### Goal
Gather every line of the material below that contains the word "grass", and copy each one out in full.

### Material to process
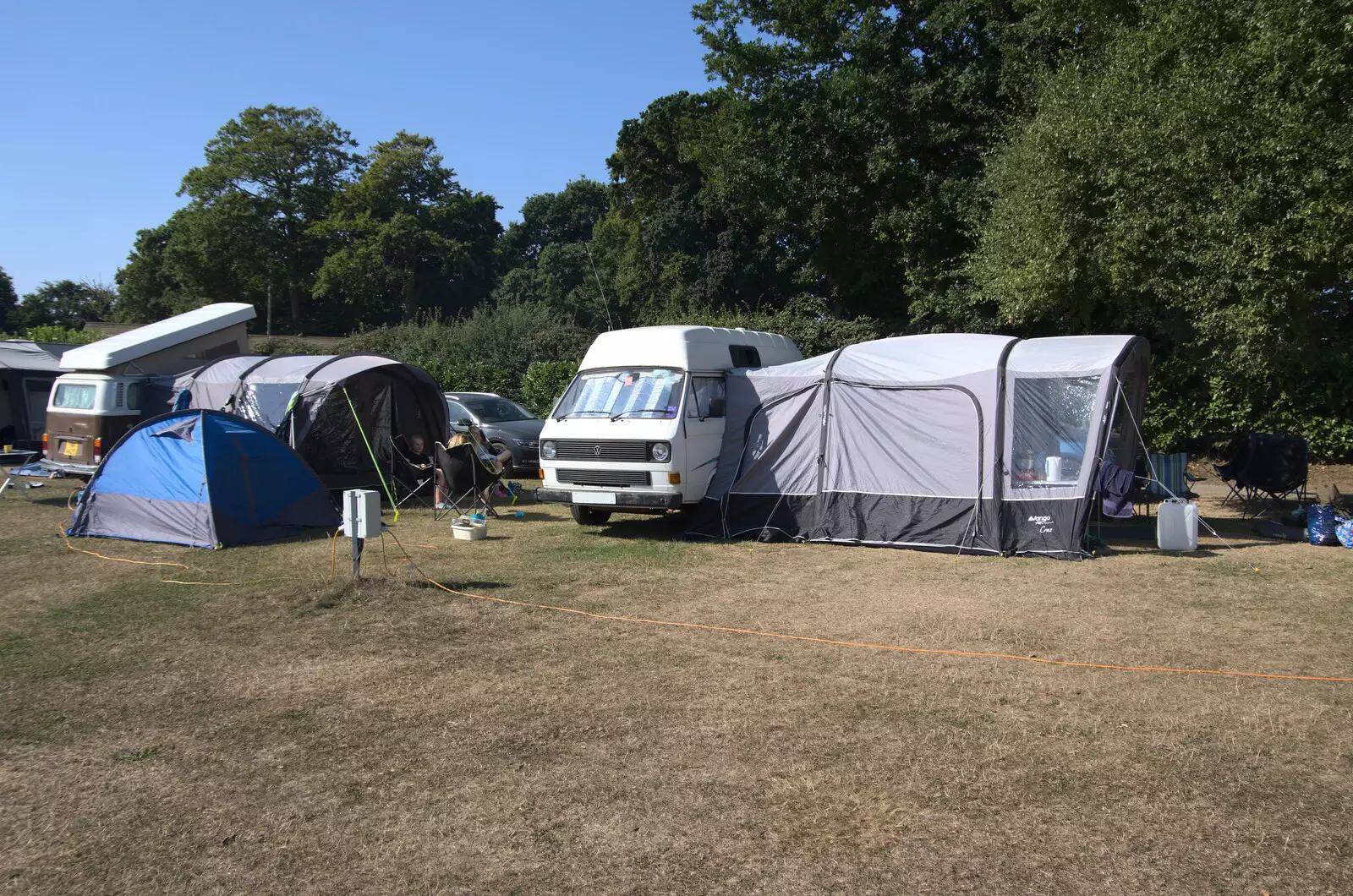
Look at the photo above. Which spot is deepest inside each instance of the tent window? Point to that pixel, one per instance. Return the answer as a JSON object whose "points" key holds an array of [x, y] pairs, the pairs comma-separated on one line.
{"points": [[707, 396], [1050, 429]]}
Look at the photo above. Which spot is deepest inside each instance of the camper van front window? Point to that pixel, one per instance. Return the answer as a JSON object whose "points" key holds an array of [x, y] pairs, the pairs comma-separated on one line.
{"points": [[643, 393], [74, 396]]}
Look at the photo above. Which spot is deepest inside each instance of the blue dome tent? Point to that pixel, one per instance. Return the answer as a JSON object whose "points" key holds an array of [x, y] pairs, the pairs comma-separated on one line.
{"points": [[202, 478]]}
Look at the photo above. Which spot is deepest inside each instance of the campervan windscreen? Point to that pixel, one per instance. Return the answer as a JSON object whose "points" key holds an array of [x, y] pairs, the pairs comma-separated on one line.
{"points": [[643, 391]]}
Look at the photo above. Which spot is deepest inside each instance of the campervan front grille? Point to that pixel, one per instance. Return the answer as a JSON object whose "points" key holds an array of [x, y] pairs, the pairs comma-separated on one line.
{"points": [[577, 450], [622, 478]]}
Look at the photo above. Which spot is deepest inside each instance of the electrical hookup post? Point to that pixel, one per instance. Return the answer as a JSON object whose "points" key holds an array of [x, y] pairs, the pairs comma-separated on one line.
{"points": [[360, 522]]}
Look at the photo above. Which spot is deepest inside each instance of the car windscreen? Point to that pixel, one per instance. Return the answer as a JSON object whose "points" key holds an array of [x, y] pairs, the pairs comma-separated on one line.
{"points": [[74, 396], [643, 391], [497, 410]]}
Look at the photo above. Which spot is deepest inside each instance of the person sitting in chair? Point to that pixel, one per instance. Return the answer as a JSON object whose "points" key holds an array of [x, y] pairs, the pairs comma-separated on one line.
{"points": [[423, 461], [494, 462]]}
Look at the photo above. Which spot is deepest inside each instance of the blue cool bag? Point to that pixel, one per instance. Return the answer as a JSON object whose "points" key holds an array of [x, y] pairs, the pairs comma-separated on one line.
{"points": [[1321, 524]]}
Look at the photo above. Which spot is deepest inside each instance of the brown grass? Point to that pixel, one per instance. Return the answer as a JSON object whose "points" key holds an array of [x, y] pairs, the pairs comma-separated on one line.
{"points": [[315, 735]]}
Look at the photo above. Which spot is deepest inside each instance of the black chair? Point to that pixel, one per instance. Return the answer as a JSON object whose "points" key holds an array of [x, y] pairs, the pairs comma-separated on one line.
{"points": [[1265, 468], [466, 478]]}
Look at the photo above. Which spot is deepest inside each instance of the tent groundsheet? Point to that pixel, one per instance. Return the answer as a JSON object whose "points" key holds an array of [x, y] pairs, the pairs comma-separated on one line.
{"points": [[964, 443], [202, 478]]}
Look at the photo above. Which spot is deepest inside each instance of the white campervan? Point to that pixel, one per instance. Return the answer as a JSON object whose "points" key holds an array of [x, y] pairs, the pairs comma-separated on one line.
{"points": [[640, 427]]}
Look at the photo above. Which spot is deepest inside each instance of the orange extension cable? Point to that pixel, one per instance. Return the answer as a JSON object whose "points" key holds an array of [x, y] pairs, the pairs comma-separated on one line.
{"points": [[863, 644]]}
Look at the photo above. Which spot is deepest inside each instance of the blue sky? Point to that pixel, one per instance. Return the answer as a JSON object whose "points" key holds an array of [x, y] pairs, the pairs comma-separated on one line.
{"points": [[105, 106]]}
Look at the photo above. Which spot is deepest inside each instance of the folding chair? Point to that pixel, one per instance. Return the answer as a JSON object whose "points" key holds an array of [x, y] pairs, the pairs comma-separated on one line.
{"points": [[408, 477], [1172, 477], [1265, 470], [464, 479]]}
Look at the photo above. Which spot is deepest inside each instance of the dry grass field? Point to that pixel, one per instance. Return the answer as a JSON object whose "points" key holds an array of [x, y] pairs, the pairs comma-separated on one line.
{"points": [[309, 735]]}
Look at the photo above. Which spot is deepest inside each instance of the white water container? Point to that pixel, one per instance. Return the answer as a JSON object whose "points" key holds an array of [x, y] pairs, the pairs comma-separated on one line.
{"points": [[1176, 526]]}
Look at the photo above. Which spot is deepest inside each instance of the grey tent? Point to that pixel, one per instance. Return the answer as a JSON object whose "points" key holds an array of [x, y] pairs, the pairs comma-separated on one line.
{"points": [[342, 413], [958, 443], [26, 374]]}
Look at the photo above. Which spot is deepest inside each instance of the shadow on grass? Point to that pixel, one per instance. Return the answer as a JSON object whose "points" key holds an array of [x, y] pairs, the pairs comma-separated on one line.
{"points": [[666, 528], [457, 587]]}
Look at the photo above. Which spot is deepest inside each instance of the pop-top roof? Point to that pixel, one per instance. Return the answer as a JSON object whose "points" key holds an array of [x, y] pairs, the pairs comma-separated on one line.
{"points": [[155, 337]]}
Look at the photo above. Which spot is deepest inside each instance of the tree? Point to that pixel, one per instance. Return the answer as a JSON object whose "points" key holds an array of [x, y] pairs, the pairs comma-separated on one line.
{"points": [[854, 135], [409, 238], [8, 299], [567, 216], [674, 240], [548, 256], [270, 176], [1191, 186], [64, 303]]}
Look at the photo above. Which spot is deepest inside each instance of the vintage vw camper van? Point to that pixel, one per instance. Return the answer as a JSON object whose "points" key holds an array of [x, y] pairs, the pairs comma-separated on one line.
{"points": [[640, 427], [115, 380]]}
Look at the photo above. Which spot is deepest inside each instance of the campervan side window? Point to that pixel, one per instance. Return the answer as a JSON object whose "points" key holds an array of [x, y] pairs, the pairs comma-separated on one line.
{"points": [[74, 396], [1050, 429], [707, 396]]}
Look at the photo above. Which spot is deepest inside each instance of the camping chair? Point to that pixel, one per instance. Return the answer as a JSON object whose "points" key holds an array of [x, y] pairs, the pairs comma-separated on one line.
{"points": [[408, 475], [467, 481], [1265, 470]]}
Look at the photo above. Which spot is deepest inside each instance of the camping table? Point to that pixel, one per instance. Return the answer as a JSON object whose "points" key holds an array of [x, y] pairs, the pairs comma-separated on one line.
{"points": [[11, 461]]}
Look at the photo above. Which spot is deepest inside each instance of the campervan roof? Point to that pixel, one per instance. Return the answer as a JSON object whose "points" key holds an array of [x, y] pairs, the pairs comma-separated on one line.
{"points": [[155, 337], [696, 348]]}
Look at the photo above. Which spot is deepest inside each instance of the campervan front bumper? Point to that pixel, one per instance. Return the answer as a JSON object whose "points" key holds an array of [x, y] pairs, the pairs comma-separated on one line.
{"points": [[627, 499]]}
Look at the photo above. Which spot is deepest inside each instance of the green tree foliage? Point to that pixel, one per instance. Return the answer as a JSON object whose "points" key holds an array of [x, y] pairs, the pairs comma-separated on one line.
{"points": [[408, 238], [486, 351], [1192, 187], [554, 218], [548, 256], [545, 382], [674, 241], [854, 137], [64, 303], [64, 335], [270, 176], [8, 299]]}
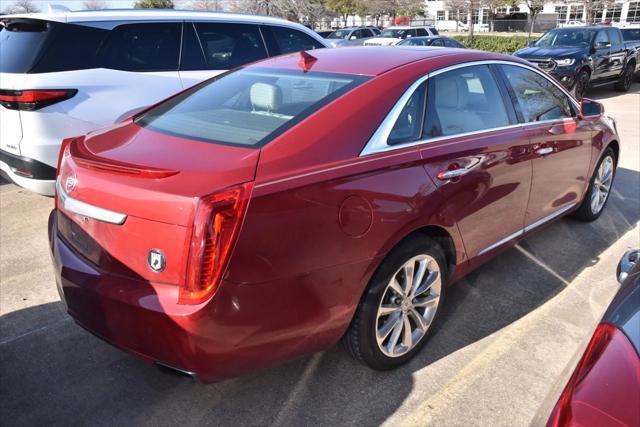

### Response
Look at the photo above. Which spot is deepest inside each instance of the brown grass? Point to that pixel, one per instance. Return the answer as a JSON object whose "points" key holds an array of [x, y] pairs, the pairs comma-separated on one line.
Look at the photo above. Which spot is deepest inside each instance of the dry grass field? Point to that pixel, one per instance. Return the answer as a JSON object whose "points" key holds an array of [x, y] pairs, the pairs comma-separated on one line.
Look at the photo above. Which spot is deepest inside each instance of the shadow on grass? Point to that pixel, one per instance. Return the answer as a JSON object whose "points" key holds an array of [x, y] pairs, the pairs comma-separated on one line.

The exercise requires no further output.